**WORK TO BE COMPLETED**
Copy the data below, swapping each "Target" for "Object" and leaving everything else untouched.

**DATASET EXCERPTS**

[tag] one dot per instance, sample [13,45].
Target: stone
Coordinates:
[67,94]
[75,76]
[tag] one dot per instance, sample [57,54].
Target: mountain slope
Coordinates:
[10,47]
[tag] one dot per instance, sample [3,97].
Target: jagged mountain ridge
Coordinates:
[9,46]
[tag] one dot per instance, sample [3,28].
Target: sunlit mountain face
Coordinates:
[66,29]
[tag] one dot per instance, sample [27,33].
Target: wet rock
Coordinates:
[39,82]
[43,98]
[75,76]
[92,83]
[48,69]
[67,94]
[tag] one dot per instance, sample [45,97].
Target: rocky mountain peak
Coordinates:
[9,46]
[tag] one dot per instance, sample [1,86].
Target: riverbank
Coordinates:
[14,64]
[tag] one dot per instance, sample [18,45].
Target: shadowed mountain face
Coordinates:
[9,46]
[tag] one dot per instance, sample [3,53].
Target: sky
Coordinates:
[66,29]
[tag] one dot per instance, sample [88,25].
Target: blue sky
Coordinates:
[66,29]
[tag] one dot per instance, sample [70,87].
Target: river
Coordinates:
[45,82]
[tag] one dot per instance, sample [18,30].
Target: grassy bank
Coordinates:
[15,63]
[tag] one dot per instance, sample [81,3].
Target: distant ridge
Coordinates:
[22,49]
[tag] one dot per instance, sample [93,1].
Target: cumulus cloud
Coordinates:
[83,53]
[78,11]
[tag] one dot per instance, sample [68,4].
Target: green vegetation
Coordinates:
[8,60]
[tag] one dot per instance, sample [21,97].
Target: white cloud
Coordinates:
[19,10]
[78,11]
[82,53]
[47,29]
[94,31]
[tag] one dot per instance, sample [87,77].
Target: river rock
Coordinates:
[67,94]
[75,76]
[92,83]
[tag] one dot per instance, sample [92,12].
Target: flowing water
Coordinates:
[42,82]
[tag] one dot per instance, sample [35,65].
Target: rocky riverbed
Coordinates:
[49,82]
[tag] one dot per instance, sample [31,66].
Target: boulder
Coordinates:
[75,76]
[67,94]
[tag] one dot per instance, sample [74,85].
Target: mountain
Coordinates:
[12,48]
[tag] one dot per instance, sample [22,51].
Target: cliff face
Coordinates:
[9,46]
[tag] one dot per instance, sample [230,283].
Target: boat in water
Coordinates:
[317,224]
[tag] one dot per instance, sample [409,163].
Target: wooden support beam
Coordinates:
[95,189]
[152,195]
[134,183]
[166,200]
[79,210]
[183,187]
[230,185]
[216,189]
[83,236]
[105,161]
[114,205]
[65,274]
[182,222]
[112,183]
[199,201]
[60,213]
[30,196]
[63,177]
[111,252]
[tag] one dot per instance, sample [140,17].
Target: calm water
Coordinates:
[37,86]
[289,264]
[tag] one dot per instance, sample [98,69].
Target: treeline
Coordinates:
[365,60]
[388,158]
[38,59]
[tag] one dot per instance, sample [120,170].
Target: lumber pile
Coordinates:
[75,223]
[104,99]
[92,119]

**OUTPUT**
[tag] one dot per instance, sample [13,45].
Object: stone
Coordinates:
[67,94]
[75,76]
[tag] one dot per instance, sample [57,54].
Object: mountain slope
Coordinates:
[10,47]
[tag] one dot per instance, sample [3,97].
Object: jagged mountain ridge
Coordinates:
[9,46]
[tag] one dot per instance, sample [3,28].
Object: sunlit mountain face
Coordinates:
[66,29]
[tag] one dot per instance, sample [27,33].
Object: wet rock
Coordinates:
[39,82]
[43,98]
[75,76]
[92,83]
[48,69]
[67,94]
[tag] one dot per instance, sample [45,97].
Object: rocky mountain peak
Coordinates:
[9,46]
[tag] one dot per instance, sample [1,86].
Object: riverbank
Coordinates:
[14,64]
[tag] one dot per instance, sample [18,45].
Object: shadowed mountain face
Coordinates:
[9,46]
[tag] one dot per instance, sample [3,53].
Object: sky
Coordinates:
[66,29]
[tag] one dot per instance, sample [88,25].
Object: blue sky
Coordinates:
[66,29]
[tag] one dot per instance, sample [70,87].
Object: river
Coordinates:
[45,82]
[tag] one dot per instance, sample [18,30].
Object: grassy bank
Coordinates:
[15,63]
[tag] one dot per instance, sample [81,3].
Object: distant ridge
Coordinates:
[22,49]
[tag] one dot per instance, sample [93,1].
Object: cumulus cloud
Coordinates:
[83,53]
[78,11]
[tag] one dot per instance, sample [68,4].
Object: green vegetation
Coordinates:
[8,60]
[tag] one dot per instance, sample [21,97].
Object: white cloud
Coordinates:
[19,10]
[78,11]
[82,53]
[47,29]
[94,31]
[tag] one dot per instance, sample [87,77].
Object: river rock
Coordinates:
[67,94]
[75,76]
[92,83]
[tag] one dot per instance, sample [92,12].
Object: flowing water
Coordinates:
[42,82]
[tag] one dot per instance, sample [35,65].
Object: rocky riverbed
Coordinates:
[49,82]
[tag] one dot per instance, sample [31,66].
Object: boulder
Coordinates:
[75,76]
[67,94]
[tag] one dot per instance, sample [74,85].
Object: mountain
Coordinates:
[12,48]
[tag] one dot per instance, sample [22,51].
Object: cliff face
Coordinates:
[9,46]
[tag] one dot per instance, sample [230,283].
Object: boat in water
Coordinates:
[317,224]
[tag] one dot per instance, sample [409,163].
Object: wooden support beam
Coordinates:
[95,189]
[152,195]
[134,183]
[166,200]
[79,210]
[183,187]
[230,185]
[216,189]
[83,236]
[105,161]
[114,205]
[65,274]
[182,222]
[112,183]
[199,201]
[60,213]
[30,196]
[63,177]
[111,252]
[tag] one dot per instance, sample [140,17].
Object: calm water
Coordinates:
[37,86]
[289,264]
[tag] one dot per instance, sample [98,69].
Object: treeline
Coordinates:
[365,60]
[388,158]
[38,59]
[tag] one dot per instance, sample [120,170].
Object: lumber pile
Coordinates:
[75,223]
[104,99]
[92,119]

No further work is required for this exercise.